[Task details] Copy all of the material below line for line, leaving out the pictures.
---
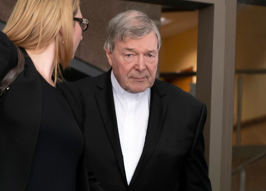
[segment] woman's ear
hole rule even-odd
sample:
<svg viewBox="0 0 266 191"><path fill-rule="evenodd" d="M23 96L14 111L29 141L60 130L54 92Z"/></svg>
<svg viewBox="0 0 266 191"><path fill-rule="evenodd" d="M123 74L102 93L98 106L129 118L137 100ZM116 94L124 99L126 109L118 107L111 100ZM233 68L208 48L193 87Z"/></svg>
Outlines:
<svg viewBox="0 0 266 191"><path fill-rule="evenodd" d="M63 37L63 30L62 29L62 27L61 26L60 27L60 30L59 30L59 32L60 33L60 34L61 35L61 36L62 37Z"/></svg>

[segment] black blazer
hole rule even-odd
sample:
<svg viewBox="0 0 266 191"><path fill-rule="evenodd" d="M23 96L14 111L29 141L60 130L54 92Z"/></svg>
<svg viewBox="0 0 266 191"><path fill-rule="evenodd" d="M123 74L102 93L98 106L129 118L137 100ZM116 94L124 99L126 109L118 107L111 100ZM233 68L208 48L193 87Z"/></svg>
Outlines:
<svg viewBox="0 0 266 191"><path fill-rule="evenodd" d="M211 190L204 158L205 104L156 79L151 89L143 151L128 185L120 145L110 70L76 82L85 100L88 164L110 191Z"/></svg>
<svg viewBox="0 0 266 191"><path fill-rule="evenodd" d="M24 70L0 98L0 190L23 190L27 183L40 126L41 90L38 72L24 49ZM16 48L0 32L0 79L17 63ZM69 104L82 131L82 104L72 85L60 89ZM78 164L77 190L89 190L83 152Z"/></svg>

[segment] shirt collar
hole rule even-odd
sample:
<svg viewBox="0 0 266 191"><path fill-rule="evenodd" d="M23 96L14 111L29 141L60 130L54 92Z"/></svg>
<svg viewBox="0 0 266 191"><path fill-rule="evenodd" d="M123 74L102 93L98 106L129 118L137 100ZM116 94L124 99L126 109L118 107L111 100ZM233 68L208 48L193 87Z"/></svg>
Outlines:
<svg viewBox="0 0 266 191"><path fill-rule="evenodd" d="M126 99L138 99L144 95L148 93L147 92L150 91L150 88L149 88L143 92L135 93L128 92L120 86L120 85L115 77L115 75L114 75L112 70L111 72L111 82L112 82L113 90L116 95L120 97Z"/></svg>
---
[Exercise solution]
[segment] woman's ear
hole rule even-odd
sample:
<svg viewBox="0 0 266 191"><path fill-rule="evenodd" d="M23 96L14 111L29 141L60 130L54 92Z"/></svg>
<svg viewBox="0 0 266 191"><path fill-rule="evenodd" d="M123 74L102 93L98 106L129 118L137 100ZM116 94L124 99L126 109L118 107L111 100ZM233 68L208 48L193 87Z"/></svg>
Outlines:
<svg viewBox="0 0 266 191"><path fill-rule="evenodd" d="M63 37L63 30L62 29L62 27L61 26L60 27L60 30L59 30L59 32L60 33L60 34L61 35L61 36L62 37Z"/></svg>

[segment] black blazer
hole rule even-odd
sample:
<svg viewBox="0 0 266 191"><path fill-rule="evenodd" d="M23 96L14 111L29 141L60 130L54 92Z"/></svg>
<svg viewBox="0 0 266 191"><path fill-rule="evenodd" d="M123 74L102 93L98 106L129 118L137 100ZM116 94L124 99L126 109L118 107L111 100ZM233 68L208 48L193 87Z"/></svg>
Outlines:
<svg viewBox="0 0 266 191"><path fill-rule="evenodd" d="M211 190L204 158L205 104L156 79L151 89L143 151L128 185L120 145L110 70L76 82L85 100L88 164L110 191Z"/></svg>
<svg viewBox="0 0 266 191"><path fill-rule="evenodd" d="M24 70L0 98L0 190L23 190L27 183L40 126L41 90L38 72L24 49ZM16 48L0 32L0 79L17 63ZM69 104L82 131L82 104L72 85L60 89ZM78 164L77 190L89 190L83 152Z"/></svg>

[segment] shirt collar
hole rule even-odd
sample:
<svg viewBox="0 0 266 191"><path fill-rule="evenodd" d="M23 96L14 111L29 141L60 130L54 92Z"/></svg>
<svg viewBox="0 0 266 191"><path fill-rule="evenodd" d="M123 74L102 93L98 106L129 118L137 100ZM116 94L124 99L126 109L118 107L111 100ZM233 68L208 48L193 87Z"/></svg>
Outlines:
<svg viewBox="0 0 266 191"><path fill-rule="evenodd" d="M126 99L138 99L144 95L148 93L147 92L150 91L150 88L149 88L143 92L135 93L128 92L120 86L120 85L115 77L115 75L114 75L112 70L111 72L111 82L112 82L113 90L116 95L120 97Z"/></svg>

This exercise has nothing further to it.